Prompt: Set down the entries once more, exactly as given.
┌─ Records for this exercise
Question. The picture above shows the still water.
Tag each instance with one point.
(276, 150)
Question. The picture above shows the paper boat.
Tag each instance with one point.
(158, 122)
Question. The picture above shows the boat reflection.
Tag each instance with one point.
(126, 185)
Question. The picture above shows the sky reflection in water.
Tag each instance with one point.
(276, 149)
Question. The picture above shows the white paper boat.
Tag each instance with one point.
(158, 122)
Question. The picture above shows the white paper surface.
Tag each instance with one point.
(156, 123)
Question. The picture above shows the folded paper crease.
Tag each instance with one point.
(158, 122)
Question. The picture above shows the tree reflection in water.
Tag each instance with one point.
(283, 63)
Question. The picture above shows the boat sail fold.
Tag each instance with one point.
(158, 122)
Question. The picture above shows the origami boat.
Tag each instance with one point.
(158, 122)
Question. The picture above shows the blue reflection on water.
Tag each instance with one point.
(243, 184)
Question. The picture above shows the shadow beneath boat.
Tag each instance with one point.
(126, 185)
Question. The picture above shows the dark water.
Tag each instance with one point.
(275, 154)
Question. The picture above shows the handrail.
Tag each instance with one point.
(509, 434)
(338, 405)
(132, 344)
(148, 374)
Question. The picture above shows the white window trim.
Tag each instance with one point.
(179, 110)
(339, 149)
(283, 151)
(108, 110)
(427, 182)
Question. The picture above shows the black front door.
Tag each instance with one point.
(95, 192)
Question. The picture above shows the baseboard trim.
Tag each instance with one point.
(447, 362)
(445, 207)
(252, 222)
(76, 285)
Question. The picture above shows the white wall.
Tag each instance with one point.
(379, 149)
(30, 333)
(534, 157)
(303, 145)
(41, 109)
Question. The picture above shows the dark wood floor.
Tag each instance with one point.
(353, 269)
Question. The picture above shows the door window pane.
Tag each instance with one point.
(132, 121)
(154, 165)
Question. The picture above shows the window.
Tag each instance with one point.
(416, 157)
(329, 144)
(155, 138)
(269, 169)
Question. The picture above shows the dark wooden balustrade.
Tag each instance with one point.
└─
Solution:
Question. The picture above shows the still water.
Tag each instance with one point.
(276, 150)
Question. The picture above shows the paper boat.
Tag each instance with one point.
(158, 122)
Question. The picture above shows the boat reflection.
Tag each instance with one point.
(126, 185)
Question. The picture above shows the sky reflection in water.
Tag each instance with one point.
(276, 149)
Question. The picture above shows the white paper boat.
Tag each instance with one point.
(158, 122)
Question. The picture above shows the white paper surface.
Tag each instance with one point.
(156, 123)
Question. The picture above shows the folded paper crease.
Tag each instance with one point.
(158, 122)
Question. The picture above shows the tree reflection in water.
Tag each instance with one point.
(283, 63)
Question. The picture above shows the boat sail fold.
Tag each instance with one point.
(158, 122)
Question. The picture above shows the origami boat.
Tag each instance with one point.
(158, 122)
Question. The picture above shows the blue reflection on water.
Tag each instance with one point.
(243, 184)
Question. The picture above shows the shadow beneath boat.
Tag each instance with one point.
(126, 185)
Question. The picture above shows the dark water.
Tag each instance with one point.
(275, 154)
Question. The picture above shows the handrail.
Tag each instance with one point.
(509, 434)
(338, 405)
(132, 344)
(148, 374)
Question. The picture above shows the white window trim.
Tag each instance with one point.
(179, 110)
(339, 149)
(283, 151)
(108, 110)
(427, 182)
Question. The picture above shows the black front door.
Tag each instance with one point.
(95, 192)
Question. The picture above shows the baseboard trim.
Tag each instance with one point.
(447, 362)
(445, 207)
(252, 222)
(76, 285)
Question. The picture above shows the white wall.
Tag each instance with one point.
(379, 149)
(30, 333)
(534, 157)
(303, 145)
(41, 109)
Question. The picture above shows the dark wood floor.
Tag each instance with one point.
(353, 269)
Question. The picture above shows the door window pane.
Tag each instance with one point.
(132, 121)
(154, 165)
Question. The picture above shows the window.
Tag each instance with one point.
(416, 157)
(329, 144)
(155, 138)
(269, 169)
Question. The picture above shows the dark wooden balustrade.
Tag each instance with one point.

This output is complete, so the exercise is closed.